Problems to solve ::
1. According to the roller derby league text, what venue does Jersey Shore Roller Derby use?
2. Rewrite the roller derby league text, starting at the words "Jersey Shore Roller Derby (JSRD)" and stopping after "Derby Association (WFTDA).", with "travel teams" changed to "touring teams".
3. Extend the text about the Jersey Shore roller derby league beyond its last sentence.

Given text ::
** begin **
Jersey Shore Roller Derby
- Metro area: Toms River, New Jersey
- Country: United States
- Founded: 2007
- Teams: All Stars Black Heart Beauties Rum Running Rebels
- Track type: Flat
- Venue: Jackson Roller Magic
- Affiliations: WFTDA
- Website: jerseyshorerollerderby.com

= Jersey Shore Roller Derby =

Roller derby league

Jersey Shore Roller Derby (JSRD) is a women's flat-track roller derby league based in Toms River, New Jersey. Founded in 2007, it has three intra-league home teams and two travel teams which compete against teams from other leagues. Jersey Shore is a member of the Women's Flat Track Derby Association (WFTDA).
** end **
Source material ::
** begin **
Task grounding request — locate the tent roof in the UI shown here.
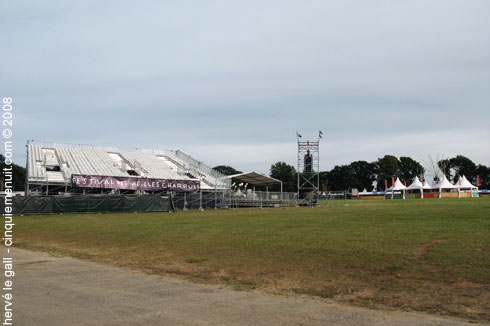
** end **
Responses per task ::
1. Jackson Roller Magic

2.
Jersey Shore Roller Derby (JSRD) is a women's flat-track roller derby league based in Toms River, New Jersey. Founded in 2007, it has three intra-league home teams and two touring teams which compete against teams from other leagues. Jersey Shore is a member of the Women's Flat Track Derby Association (WFTDA).

3.
==History==
Founded after five local women saw the 2006 Rollergirls reality show, by 2009, the league had more than sixty skaters. Each of the league's bouts also raises funds and awareness for a charity.

Jersey Shore was accepted into the Women's Flat Track Derby Association Apprentice Program in October 2010, and became a full member of the WFTDA in September 2011.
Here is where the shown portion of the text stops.